### GIVEN DATA
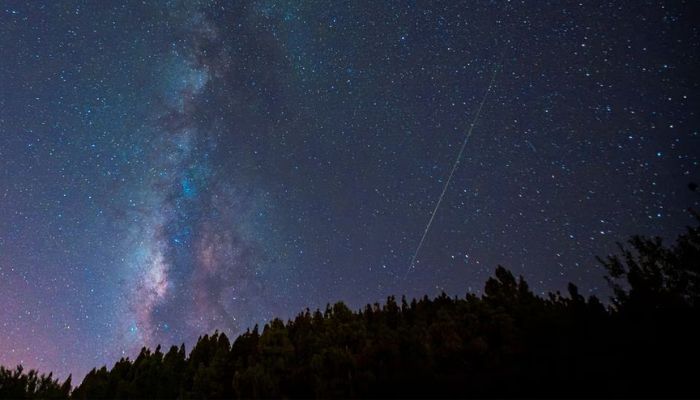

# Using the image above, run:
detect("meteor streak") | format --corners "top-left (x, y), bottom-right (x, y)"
top-left (406, 63), bottom-right (500, 276)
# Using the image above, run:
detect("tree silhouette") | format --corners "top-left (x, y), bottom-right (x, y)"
top-left (598, 215), bottom-right (700, 312)
top-left (0, 365), bottom-right (71, 399)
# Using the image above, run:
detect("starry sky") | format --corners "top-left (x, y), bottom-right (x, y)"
top-left (1, 0), bottom-right (698, 381)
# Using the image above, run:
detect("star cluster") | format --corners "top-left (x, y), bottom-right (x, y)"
top-left (1, 0), bottom-right (698, 380)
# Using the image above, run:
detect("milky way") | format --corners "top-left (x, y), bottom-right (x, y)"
top-left (1, 0), bottom-right (699, 381)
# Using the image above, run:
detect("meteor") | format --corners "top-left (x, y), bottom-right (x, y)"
top-left (406, 62), bottom-right (500, 276)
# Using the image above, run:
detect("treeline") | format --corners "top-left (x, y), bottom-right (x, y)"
top-left (2, 219), bottom-right (699, 398)
top-left (0, 366), bottom-right (70, 399)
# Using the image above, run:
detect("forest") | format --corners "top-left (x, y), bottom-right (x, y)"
top-left (1, 215), bottom-right (698, 398)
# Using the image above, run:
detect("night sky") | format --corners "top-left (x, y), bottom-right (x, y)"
top-left (1, 0), bottom-right (698, 381)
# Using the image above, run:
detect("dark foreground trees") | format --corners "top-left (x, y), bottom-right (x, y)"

### TASK TO CARRY OUT
Could you transcribe the records above exactly, leaving every picture out?

### EXERCISE ANSWER
# Using the image above, run:
detect("meteor streak") | format --corners "top-left (x, y), bottom-right (x, y)"
top-left (406, 63), bottom-right (500, 276)
# Using the image above, run:
detect("tree silhouette") | format --corners "top-left (x, y), bottom-right (x, y)"
top-left (598, 215), bottom-right (700, 312)
top-left (0, 365), bottom-right (71, 399)
# Using the image above, run:
detect("starry sky") | format --corners "top-left (x, y), bottom-right (x, y)"
top-left (1, 0), bottom-right (698, 381)
# Using the image above, run:
detect("star cluster") | format --corners "top-left (x, y), bottom-right (x, y)"
top-left (1, 0), bottom-right (698, 380)
# Using the image above, run:
detect("milky way") | format --corners "top-left (x, y), bottom-right (x, y)"
top-left (1, 0), bottom-right (699, 381)
# Using the image above, run:
detect("meteor") | format --corners "top-left (x, y), bottom-right (x, y)"
top-left (406, 62), bottom-right (500, 276)
# Using the image above, run:
detect("treeline") | format --corners "top-left (x, y), bottom-right (x, y)"
top-left (2, 219), bottom-right (699, 398)
top-left (0, 366), bottom-right (70, 399)
# Using the image above, run:
detect("forest") | format --corners "top-left (x, y), bottom-right (x, y)"
top-left (1, 215), bottom-right (698, 398)
# Using the image above, run:
detect("night sky") | format --corners "top-left (x, y), bottom-right (x, y)"
top-left (1, 0), bottom-right (698, 381)
# Using the image above, run:
detect("dark foreground trees") | format --corners "top-left (x, y), bottom-right (x, y)"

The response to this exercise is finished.